From New Latin ignis fatuus (literally foolish fire).

Pronunciation

  • IPA(key): /ˈɪɡnɪs ˈfætjuːəs/

Noun

ignis fatuus (plural ignes fatui)

  1. (folklore) A will o' the wisp.
  2. (figuratively) A delusion, a false hope.
    • 1660, William Petty, Reflections upon Ireland, page 55:
      [] they think this is written on purpose to be published; and that this defence is so published, that it may serve as an Ignis fatuus to mislead them []
    • 1838, [Letitia Elizabeth] Landon (indicated as editor), chapter V, in Duty and Inclination: , volume III, London: Henry Colburn, , →OCLC, page 49:
      He cursed the journey he had been led to take after what had proved but an ignis fatuus, deluded as he had been by false expectations; []
    • 1908, Henry James, chapter XIX, in The Portrait of a Lady (The Novels and Tales of Henry James; III), New York edition, volume I, Boston, Mass., New York, N.Y.: Charles Scribner’s Sons, →OCLC; republished as The Portrait of a Lady (EBook #2833), United States: Project Gutenberg, 1 September 2001:
      Henrietta’s career, however, was not so successful as might have been wished even in the interest of her private felicity; that view of the inner life of Great Britain which she was so eager to take appeared to dance before her like an ignis fatuus.

========

[BRIEF A] List the year that opens each dated citation in the dictionary entry for ignis fatuus.

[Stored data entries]
========

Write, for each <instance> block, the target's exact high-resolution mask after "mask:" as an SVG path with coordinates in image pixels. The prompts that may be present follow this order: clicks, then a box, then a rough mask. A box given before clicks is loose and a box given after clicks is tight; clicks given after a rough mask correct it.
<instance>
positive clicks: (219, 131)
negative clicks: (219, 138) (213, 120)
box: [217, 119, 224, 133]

========

[BRIEF B] Please echo the whole stored data entries listing above, line for line and unchanged.

[YOUR RESPONSE A] 1660, 1838, 1908

[YOUR RESPONSE B]
Write, for each <instance> block, the target's exact high-resolution mask after "mask:" as an SVG path with coordinates in image pixels. The prompts that may be present follow this order: clicks, then a box, then a rough mask. A box given before clicks is loose and a box given after clicks is tight; clicks given after a rough mask correct it.
<instance>
positive clicks: (219, 131)
negative clicks: (219, 138) (213, 120)
box: [217, 119, 224, 133]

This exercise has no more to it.